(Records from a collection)
►

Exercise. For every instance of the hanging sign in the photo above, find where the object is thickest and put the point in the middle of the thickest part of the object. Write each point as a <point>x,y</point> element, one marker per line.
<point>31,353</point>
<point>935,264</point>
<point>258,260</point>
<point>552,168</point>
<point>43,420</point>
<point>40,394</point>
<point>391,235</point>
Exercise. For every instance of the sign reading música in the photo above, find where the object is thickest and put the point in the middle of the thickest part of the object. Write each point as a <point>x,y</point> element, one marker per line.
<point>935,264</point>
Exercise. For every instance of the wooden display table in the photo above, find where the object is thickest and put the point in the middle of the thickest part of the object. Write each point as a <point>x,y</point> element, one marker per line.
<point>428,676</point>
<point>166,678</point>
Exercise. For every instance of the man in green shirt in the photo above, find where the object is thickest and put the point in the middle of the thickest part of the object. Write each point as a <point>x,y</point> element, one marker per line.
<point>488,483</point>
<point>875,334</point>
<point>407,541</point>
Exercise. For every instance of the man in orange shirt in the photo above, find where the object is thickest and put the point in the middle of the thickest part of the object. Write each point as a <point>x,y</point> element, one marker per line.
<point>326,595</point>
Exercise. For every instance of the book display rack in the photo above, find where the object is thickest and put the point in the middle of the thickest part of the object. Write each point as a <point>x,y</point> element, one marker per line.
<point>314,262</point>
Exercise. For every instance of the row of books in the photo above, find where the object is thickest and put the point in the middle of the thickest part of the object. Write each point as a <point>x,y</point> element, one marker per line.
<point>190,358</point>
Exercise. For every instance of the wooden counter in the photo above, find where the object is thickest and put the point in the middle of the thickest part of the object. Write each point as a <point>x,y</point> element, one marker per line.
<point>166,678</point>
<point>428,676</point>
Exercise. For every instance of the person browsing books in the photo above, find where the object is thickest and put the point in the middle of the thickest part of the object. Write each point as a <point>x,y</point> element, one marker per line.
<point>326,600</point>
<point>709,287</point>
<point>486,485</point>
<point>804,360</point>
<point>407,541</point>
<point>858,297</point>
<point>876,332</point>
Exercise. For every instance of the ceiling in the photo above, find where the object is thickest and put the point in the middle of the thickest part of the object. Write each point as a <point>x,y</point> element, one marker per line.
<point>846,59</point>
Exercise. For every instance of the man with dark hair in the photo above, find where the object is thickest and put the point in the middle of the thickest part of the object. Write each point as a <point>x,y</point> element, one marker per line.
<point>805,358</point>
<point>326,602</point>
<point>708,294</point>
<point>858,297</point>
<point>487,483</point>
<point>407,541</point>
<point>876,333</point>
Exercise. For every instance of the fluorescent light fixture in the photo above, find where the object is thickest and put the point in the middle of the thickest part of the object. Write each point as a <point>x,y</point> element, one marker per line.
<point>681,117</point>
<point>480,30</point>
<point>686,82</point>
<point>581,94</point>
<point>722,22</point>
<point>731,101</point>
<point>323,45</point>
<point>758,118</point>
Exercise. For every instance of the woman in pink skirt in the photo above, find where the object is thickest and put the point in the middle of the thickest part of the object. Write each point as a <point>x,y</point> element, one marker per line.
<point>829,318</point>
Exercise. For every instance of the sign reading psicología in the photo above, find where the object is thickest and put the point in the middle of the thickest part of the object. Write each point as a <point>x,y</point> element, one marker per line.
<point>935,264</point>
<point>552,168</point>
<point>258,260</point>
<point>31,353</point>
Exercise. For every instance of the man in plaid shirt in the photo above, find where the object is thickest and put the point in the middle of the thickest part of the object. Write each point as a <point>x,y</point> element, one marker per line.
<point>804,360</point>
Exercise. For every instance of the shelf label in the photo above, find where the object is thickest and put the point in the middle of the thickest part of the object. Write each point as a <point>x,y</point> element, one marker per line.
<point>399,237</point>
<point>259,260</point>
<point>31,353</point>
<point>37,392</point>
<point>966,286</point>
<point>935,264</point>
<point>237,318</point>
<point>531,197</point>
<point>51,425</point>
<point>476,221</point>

◄

▸ EXERCISE PROMPT: Repeat back all entries verbatim.

▸ EXERCISE RESPONSE:
Exercise. For every instance of the hanging sign in the photo above, find where the object is thickest and put the point in the middle of the thickest part of the object. Write each point as a <point>x,y</point> element, one marker per line.
<point>31,353</point>
<point>935,264</point>
<point>258,260</point>
<point>552,168</point>
<point>43,420</point>
<point>40,394</point>
<point>391,235</point>
Exercise. For every instance of the sign reading música in the photo above, find where the object is thickest and put the point in the middle of the thickest part of the object. Write each point as a <point>x,y</point> element, one marker per line.
<point>935,264</point>
Exercise. For every instance of the wooden display table in the photo above, find where the object is thickest and put the point in the middle of the thickest part of the object. Write each point as a <point>x,y</point> element, one marker per line.
<point>428,676</point>
<point>166,678</point>
Exercise. For every instance of the man in green shirt in the photo above, find where the object is thickest and put the point in the middle of the thickest part of the object. Write each point as a <point>x,y</point> element, one marker per line.
<point>488,483</point>
<point>875,334</point>
<point>407,541</point>
Exercise. For every instance of the man in orange shirt in the photo above, find where the object is thickest and put the point in the middle of the thickest part of the object. Write each point as a <point>x,y</point> element, one marker per line.
<point>326,595</point>
Exercise. For every instance of the book display rack in the photo above, find where the object is thickest and put the point in the middle of the thickest part of the object. Write each point as a <point>x,y</point> element, one marker per line.
<point>314,262</point>
Exercise. For every instance of the row of books in the photo above, find where the object is thickest and put the point in the middle of the thickest part of the object. Write each point as a <point>x,y</point> element, one marker per line.
<point>190,358</point>
Exercise. For every instance of the wooden counter in the photo above, find where the object is thickest and put the point in the middle of the thickest part of the object. Write each point as a <point>x,y</point> element, one marker per line.
<point>166,678</point>
<point>428,676</point>
Exercise. For every instance of the person browsing books in the photo above, find where the object is thickest and put the point in the middle of the thickest part of the object. Write each point as a <point>x,y</point> element, one marker per line.
<point>326,600</point>
<point>709,287</point>
<point>486,485</point>
<point>804,360</point>
<point>407,541</point>
<point>858,297</point>
<point>876,332</point>
Exercise. For every instance of the ceiling in the photo above, find where the object is thickest and put the point in the middle of the thickest part of the object. Write each point as a <point>x,y</point> element, one marker per line.
<point>846,59</point>
Exercise. For every instance of the man with dark hair in the photo above, find where the object is thickest and put the point in the middle of the thickest part of the object. Write each point as a <point>x,y</point> element, one marker per line.
<point>805,358</point>
<point>326,602</point>
<point>708,294</point>
<point>858,297</point>
<point>487,483</point>
<point>407,541</point>
<point>876,333</point>
Exercise. For every instance of the fluorescent light fixture in the photo above, find where the object is thickest and put the point in the middle of the thickest part of the object. Write each point as a <point>x,y</point> element, one marker per line.
<point>681,117</point>
<point>480,30</point>
<point>686,82</point>
<point>581,94</point>
<point>722,22</point>
<point>731,101</point>
<point>323,45</point>
<point>758,118</point>
Exercise. For every instance of the woman in pink skirt in the photo above, find where the object is thickest and put the point in the middle of the thickest part of the object. Write each point as a <point>x,y</point> element, one marker per line.
<point>829,318</point>
Exercise. For every instance of the sign reading psicología in the photo above, find where the object is thickest and put the point in the middle of the thickest part of the object. Write each point as a <point>x,y</point> element, one marker per line.
<point>935,264</point>
<point>552,168</point>
<point>258,260</point>
<point>31,353</point>
Exercise. For every instance of the man in plaid shirt in the photo above, find where the object is thickest and put the point in the middle of the thickest part of the object. Write each point as a <point>x,y</point> element, one marker per line.
<point>804,360</point>
Exercise. For every instance of the shelf label in the photo above, find where the object is thickest and put the point in the middle of the thickest part of the object. Write each point as a <point>x,y</point> element, one marker per line.
<point>399,237</point>
<point>259,260</point>
<point>31,353</point>
<point>37,392</point>
<point>966,286</point>
<point>935,264</point>
<point>237,318</point>
<point>531,197</point>
<point>51,425</point>
<point>476,221</point>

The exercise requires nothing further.